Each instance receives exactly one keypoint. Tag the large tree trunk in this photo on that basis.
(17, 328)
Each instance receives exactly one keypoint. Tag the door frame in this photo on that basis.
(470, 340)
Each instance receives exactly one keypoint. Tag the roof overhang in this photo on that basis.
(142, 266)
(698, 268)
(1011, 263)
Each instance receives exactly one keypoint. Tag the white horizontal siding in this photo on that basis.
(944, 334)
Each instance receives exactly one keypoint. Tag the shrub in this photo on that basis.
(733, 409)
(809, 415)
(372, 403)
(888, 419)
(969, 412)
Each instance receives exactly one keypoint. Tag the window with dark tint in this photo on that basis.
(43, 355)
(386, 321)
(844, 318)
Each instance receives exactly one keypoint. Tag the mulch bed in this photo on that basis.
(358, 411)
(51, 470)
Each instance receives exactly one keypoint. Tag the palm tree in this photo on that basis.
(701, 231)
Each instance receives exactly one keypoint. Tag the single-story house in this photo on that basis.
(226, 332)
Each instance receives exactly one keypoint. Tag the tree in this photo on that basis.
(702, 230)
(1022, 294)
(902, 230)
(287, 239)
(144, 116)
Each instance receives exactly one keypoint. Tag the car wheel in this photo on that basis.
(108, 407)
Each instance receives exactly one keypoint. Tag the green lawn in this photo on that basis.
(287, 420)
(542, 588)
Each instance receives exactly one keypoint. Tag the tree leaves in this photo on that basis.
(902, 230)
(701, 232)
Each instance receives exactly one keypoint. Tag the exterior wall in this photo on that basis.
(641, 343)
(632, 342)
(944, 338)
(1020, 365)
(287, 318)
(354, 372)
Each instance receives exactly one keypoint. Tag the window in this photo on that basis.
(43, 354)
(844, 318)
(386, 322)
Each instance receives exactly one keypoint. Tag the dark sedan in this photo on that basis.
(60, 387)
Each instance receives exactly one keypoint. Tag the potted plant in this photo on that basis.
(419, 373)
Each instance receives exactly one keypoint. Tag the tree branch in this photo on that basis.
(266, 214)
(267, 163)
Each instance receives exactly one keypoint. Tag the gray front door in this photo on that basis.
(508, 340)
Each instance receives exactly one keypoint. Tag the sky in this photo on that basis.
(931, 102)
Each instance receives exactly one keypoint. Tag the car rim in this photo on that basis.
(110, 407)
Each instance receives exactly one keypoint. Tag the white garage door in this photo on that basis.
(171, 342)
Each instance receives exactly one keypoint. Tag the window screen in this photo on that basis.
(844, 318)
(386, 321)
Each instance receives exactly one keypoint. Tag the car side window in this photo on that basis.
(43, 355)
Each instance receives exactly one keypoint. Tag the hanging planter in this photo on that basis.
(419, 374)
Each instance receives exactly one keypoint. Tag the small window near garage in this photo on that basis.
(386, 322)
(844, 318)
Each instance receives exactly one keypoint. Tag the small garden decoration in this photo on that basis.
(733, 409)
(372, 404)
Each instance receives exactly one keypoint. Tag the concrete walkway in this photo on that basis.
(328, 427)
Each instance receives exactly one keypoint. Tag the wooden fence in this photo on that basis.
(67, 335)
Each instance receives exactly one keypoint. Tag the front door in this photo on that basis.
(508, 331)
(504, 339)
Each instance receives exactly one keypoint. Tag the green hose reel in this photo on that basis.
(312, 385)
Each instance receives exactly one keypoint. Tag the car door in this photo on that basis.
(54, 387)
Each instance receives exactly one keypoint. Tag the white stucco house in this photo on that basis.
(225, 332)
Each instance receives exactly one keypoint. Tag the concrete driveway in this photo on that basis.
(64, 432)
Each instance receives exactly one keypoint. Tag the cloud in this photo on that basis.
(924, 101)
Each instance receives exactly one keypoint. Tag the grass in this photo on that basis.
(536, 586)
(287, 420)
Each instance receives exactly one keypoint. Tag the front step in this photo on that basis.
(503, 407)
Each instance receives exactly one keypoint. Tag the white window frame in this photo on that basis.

# Exercise details:
The records above should be returned exactly.

# Solution to this task:
Each instance receives exactly one keypoint. Tag the large tree trunk in this photo on that basis.
(17, 328)
Each instance receives exactly one keypoint. Tag the door frame in this photo on that basis.
(470, 340)
Each instance receives exactly one keypoint. Tag the roof overhang in this photo on that basis.
(142, 266)
(698, 268)
(1011, 263)
Each instance receives exactly one keypoint. Tag the white horizontal siding in this photo on that basis.
(944, 334)
Each instance receives exactly one keypoint. Tag the shrub in this photo on that basis.
(733, 409)
(809, 415)
(372, 403)
(888, 419)
(969, 412)
Each instance receives exactly one keypoint. Tag the window with dark tint in this photo on that basis.
(43, 355)
(386, 321)
(844, 318)
Each instance receives exactly one keypoint. Tag the mulch bed in this photo on that basis.
(358, 411)
(51, 470)
Each instance receives exactly one keypoint. Tag the palm tree in this photo on that basis.
(701, 231)
Each instance receives exactly one keypoint. Tag the single-story house in this photo on that basis.
(226, 332)
Each instance receives exactly one keypoint. Tag the tree in this photo on that basis.
(702, 230)
(1022, 294)
(902, 230)
(287, 239)
(144, 116)
Each instance receives exactly one keypoint. Tag the car wheel in this photo on that basis.
(108, 407)
Each instance receives exactly one keypoint. Tag the green lawn in this photo on that basis.
(287, 420)
(542, 588)
Each instance receives exactly one keypoint. Tag the tree leaves in this photo on that basis.
(902, 230)
(701, 232)
Each instance receives exactly one keypoint. Tag the exterior wall in this photo on that basis.
(641, 343)
(632, 342)
(944, 338)
(1020, 365)
(287, 318)
(354, 372)
Each instance receives exactly one keypoint. Tag the window in this photo on that basis.
(43, 354)
(844, 318)
(386, 322)
Each instance receives exactly one keypoint. Tag the dark sedan in this photo on that basis.
(60, 387)
Each instance receives exactly one keypoint. Tag the potted plant in this photo on that basis.
(419, 373)
Each instance receives exactly one keypoint. Tag the tree branch in this photo on that basis.
(266, 214)
(267, 163)
Each instance receives exactly one keypoint. Tag the gray front door in this photo on that basis.
(508, 340)
Each instance receives exactly one keypoint. Tag the sky in this photo on that basis.
(931, 102)
Each instance receives exactly one keypoint. Tag the car rim in this photo on that basis.
(110, 407)
Each instance receives exactly one keypoint. Tag the white garage door in this photo on that basis.
(171, 342)
Each instance receives exactly one keypoint. Tag the window screen in this photo on that basis.
(844, 318)
(386, 321)
Each instance receives exactly one keypoint. Tag the car side window in this photo on that basis.
(43, 355)
Each instance receives exactly one keypoint. Tag the hanging planter in this photo on that basis.
(419, 374)
Each instance receives exactly one keypoint. Tag the small window near garage in this photo on that basis.
(386, 322)
(844, 318)
Each instance receives exactly one keypoint. Tag the small garden decoration in this photo on that basis.
(733, 409)
(372, 404)
Each instance receives exactly one keypoint. Tag the concrete walkway in this photo on that basis.
(328, 427)
Each instance receives exactly one keypoint. Tag the wooden fence in this photo on that basis.
(67, 335)
Each instance receives exactly one keypoint. Tag the front door in this photo on that basis.
(508, 331)
(504, 339)
Each instance receives exactly one keypoint. Tag the green hose reel in this photo on that basis.
(312, 385)
Each instance receives exactly one keypoint. Tag the car door in this photo on that basis.
(54, 387)
Each instance receives exactly one keypoint. Tag the white stucco house in this photo on that basis.
(225, 332)
Each instance receives exactly one keypoint. Tag the concrete driveway in this photo on that basis.
(64, 432)
Each instance receives exactly one keypoint. Tag the cloud in this photo on that basis.
(924, 101)
Each instance receives exactly one keypoint. Tag the grass in this photo on that basis.
(536, 586)
(287, 420)
Each instance receives exactly one keypoint. Tag the front step in this photo on that basis.
(503, 407)
Each instance receives exactly one keypoint. Tag the white window frame in this photo on that basis.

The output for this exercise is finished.